— Begin —
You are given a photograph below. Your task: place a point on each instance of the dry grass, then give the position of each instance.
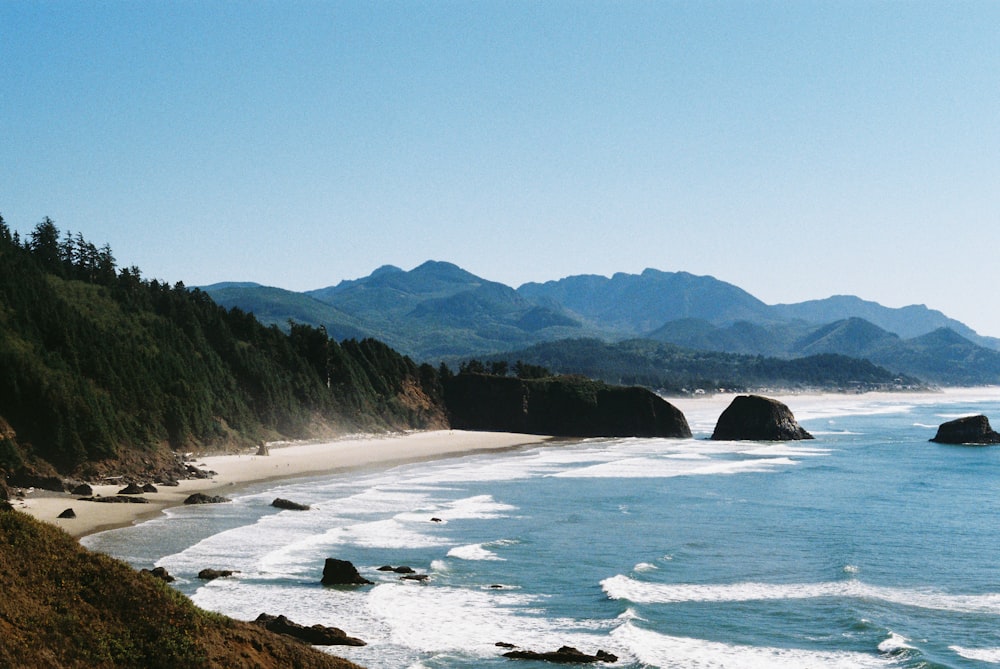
(63, 606)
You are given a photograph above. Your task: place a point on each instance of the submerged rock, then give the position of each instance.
(565, 655)
(117, 499)
(160, 573)
(756, 418)
(212, 574)
(967, 430)
(317, 635)
(280, 503)
(342, 572)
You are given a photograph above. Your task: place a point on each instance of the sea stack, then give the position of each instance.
(756, 418)
(342, 572)
(974, 430)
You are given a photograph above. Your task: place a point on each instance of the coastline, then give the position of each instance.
(369, 451)
(283, 462)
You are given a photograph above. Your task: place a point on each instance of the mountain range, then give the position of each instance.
(439, 311)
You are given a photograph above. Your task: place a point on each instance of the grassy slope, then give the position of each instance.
(63, 606)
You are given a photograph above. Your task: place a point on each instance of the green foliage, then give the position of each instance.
(674, 369)
(95, 363)
(66, 607)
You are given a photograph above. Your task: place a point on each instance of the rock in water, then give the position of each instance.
(967, 430)
(565, 655)
(212, 574)
(280, 503)
(159, 572)
(317, 635)
(756, 418)
(342, 572)
(202, 498)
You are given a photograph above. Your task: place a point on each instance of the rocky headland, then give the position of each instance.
(973, 430)
(757, 418)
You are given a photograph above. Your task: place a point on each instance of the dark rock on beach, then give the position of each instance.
(968, 430)
(280, 503)
(212, 574)
(561, 406)
(316, 635)
(202, 498)
(160, 573)
(117, 499)
(29, 480)
(756, 418)
(131, 489)
(565, 655)
(342, 572)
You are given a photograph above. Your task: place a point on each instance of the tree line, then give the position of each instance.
(99, 364)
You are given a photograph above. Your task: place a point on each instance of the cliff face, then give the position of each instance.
(756, 418)
(64, 606)
(560, 406)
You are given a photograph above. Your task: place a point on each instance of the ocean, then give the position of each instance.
(869, 546)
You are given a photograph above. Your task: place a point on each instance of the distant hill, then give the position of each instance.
(907, 322)
(277, 306)
(631, 304)
(941, 357)
(673, 369)
(438, 311)
(102, 370)
(433, 311)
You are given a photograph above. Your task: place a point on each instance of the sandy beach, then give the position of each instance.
(284, 461)
(302, 459)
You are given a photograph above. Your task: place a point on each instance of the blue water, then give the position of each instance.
(867, 547)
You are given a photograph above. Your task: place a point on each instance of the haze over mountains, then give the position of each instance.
(440, 311)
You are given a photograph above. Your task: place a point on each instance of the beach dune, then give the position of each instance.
(283, 461)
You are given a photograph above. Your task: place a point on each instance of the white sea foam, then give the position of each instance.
(991, 655)
(473, 552)
(784, 448)
(446, 619)
(895, 642)
(661, 650)
(649, 467)
(624, 587)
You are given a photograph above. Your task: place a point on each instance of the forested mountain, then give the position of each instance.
(439, 311)
(100, 367)
(907, 322)
(431, 312)
(941, 357)
(633, 304)
(675, 370)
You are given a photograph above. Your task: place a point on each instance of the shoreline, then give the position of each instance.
(298, 459)
(356, 453)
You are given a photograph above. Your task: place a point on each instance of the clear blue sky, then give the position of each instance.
(797, 149)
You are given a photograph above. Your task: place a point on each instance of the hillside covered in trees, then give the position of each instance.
(101, 368)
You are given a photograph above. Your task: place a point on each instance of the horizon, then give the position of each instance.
(797, 151)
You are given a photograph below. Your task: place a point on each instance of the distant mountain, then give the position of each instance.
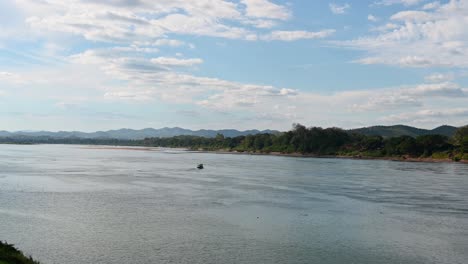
(126, 133)
(401, 130)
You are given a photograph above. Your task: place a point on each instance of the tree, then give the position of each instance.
(461, 138)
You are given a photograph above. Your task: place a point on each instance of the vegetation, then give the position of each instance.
(301, 140)
(10, 255)
(400, 130)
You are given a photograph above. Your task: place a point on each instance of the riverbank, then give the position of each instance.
(10, 255)
(301, 155)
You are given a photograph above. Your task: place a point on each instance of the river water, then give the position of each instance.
(77, 204)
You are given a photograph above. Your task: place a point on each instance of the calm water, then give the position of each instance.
(71, 204)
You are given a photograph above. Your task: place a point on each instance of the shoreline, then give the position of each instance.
(300, 155)
(278, 154)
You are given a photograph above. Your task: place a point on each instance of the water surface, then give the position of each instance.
(72, 204)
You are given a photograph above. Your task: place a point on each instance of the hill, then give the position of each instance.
(133, 134)
(402, 130)
(10, 255)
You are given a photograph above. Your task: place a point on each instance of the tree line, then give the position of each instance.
(303, 140)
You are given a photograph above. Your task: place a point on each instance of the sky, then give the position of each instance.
(93, 65)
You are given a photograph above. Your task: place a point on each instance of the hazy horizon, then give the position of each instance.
(244, 64)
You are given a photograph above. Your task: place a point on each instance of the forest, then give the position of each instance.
(300, 140)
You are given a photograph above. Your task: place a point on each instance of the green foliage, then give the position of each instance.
(461, 135)
(10, 255)
(312, 141)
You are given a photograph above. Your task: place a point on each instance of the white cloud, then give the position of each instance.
(372, 18)
(166, 61)
(432, 5)
(146, 20)
(339, 9)
(400, 2)
(169, 42)
(266, 9)
(439, 77)
(297, 35)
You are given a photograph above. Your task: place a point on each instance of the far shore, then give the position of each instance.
(301, 155)
(296, 155)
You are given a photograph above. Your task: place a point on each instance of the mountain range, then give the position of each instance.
(125, 133)
(401, 130)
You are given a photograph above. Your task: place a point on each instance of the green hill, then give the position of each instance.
(10, 255)
(402, 130)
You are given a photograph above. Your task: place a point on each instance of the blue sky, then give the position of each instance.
(96, 65)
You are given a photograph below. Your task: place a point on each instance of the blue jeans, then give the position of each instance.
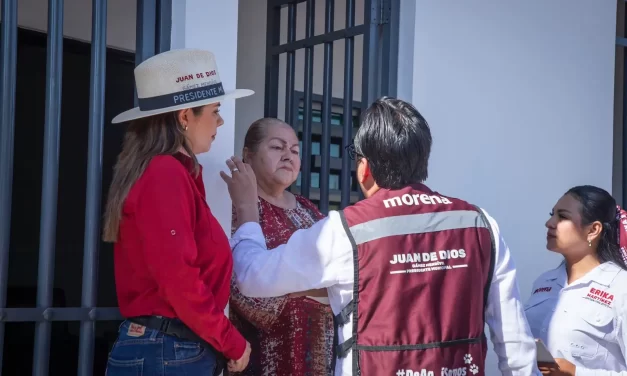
(142, 351)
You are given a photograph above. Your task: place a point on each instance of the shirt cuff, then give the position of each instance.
(248, 231)
(579, 371)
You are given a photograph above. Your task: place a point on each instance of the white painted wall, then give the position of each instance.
(519, 96)
(212, 25)
(33, 14)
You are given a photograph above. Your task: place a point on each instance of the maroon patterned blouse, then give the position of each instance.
(288, 336)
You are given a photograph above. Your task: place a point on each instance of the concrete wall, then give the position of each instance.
(519, 96)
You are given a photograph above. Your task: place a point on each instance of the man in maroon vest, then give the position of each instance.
(412, 275)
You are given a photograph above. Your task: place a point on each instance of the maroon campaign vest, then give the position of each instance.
(423, 266)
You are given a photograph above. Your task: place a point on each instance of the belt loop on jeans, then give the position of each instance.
(165, 325)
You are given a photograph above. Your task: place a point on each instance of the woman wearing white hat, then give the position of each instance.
(172, 259)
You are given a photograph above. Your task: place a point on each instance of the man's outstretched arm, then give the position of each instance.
(314, 258)
(513, 342)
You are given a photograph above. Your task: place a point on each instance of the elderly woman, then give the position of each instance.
(289, 335)
(173, 264)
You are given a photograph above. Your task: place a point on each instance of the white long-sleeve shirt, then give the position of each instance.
(322, 257)
(584, 322)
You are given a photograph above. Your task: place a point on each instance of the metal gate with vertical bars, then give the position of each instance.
(153, 36)
(380, 53)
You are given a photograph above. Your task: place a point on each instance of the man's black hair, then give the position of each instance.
(396, 141)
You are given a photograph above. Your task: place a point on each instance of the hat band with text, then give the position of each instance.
(182, 97)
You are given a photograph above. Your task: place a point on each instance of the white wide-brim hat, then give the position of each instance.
(176, 80)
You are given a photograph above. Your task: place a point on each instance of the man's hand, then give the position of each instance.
(562, 368)
(240, 364)
(318, 293)
(242, 186)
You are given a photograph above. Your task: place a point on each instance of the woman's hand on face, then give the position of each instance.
(318, 293)
(563, 368)
(242, 186)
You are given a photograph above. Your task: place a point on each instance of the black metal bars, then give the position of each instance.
(305, 180)
(347, 124)
(94, 181)
(327, 94)
(621, 41)
(48, 221)
(8, 55)
(380, 35)
(291, 66)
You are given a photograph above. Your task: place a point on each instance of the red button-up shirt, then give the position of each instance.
(172, 257)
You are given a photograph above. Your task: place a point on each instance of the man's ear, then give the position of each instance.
(363, 170)
(183, 116)
(246, 155)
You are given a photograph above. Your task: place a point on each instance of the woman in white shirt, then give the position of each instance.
(579, 309)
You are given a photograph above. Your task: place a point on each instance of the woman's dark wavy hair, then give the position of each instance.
(598, 205)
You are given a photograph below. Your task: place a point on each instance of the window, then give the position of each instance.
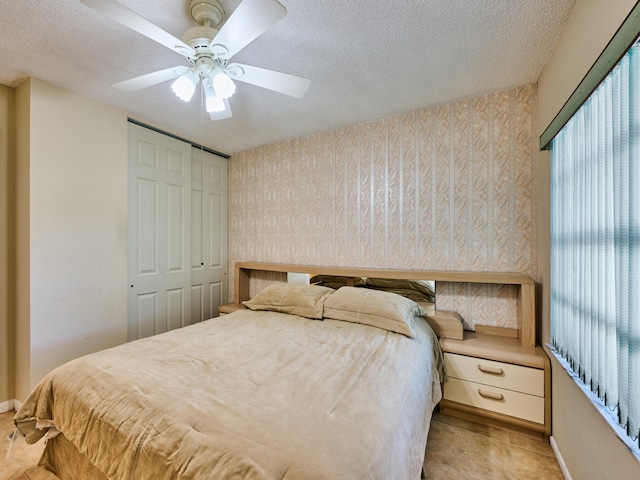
(595, 244)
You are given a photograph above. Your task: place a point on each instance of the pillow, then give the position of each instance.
(294, 299)
(375, 308)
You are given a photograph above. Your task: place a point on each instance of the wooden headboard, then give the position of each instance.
(526, 299)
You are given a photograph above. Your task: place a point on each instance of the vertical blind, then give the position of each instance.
(595, 242)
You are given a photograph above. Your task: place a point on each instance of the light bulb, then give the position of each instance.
(223, 85)
(185, 86)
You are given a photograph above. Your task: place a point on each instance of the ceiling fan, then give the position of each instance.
(209, 50)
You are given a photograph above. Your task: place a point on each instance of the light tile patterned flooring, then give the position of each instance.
(456, 450)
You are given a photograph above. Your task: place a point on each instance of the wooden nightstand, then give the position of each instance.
(495, 380)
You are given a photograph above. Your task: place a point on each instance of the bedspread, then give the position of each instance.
(250, 395)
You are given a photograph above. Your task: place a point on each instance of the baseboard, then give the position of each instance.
(6, 406)
(563, 466)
— End —
● **What the exercise asks**: From the "pillow, then give the position of each instance." line to the close of the listing, restate each line word for word.

● **Full output**:
You are given a photograph above. Your task: place a point on each instance of the pillow, then give the position of each instance.
(294, 299)
(375, 308)
You are given a photograph above. Your task: place a point on each instance of the wooden headboard, then give the position of each instance.
(526, 299)
You are given a photograph above. Your task: place a point on each instance of the vertical blind, then give the position of each instance.
(595, 242)
You are given a photograph above. Your task: place a point on each instance of the light bulb, then give the position of each instance.
(223, 85)
(185, 86)
You are given a photograph above. Your task: place a point on each instance of the ceiling fan, then give the position of each instance.
(209, 50)
You are given a photograph above. Your task: place a point on each instance of the light tile patterned flooring, then give the position of each instance.
(456, 450)
You are given a photograph above. Your task: place a point on each instance of the wooden nightstand, then give the position of each instance.
(495, 380)
You are given a photograph above. Your task: place a point on each instance of the bedspread, then give the position of each instance.
(250, 395)
You are given a photograph above. Your task: place a point on each instance of the baseboard, then give the position of each instance.
(6, 406)
(563, 466)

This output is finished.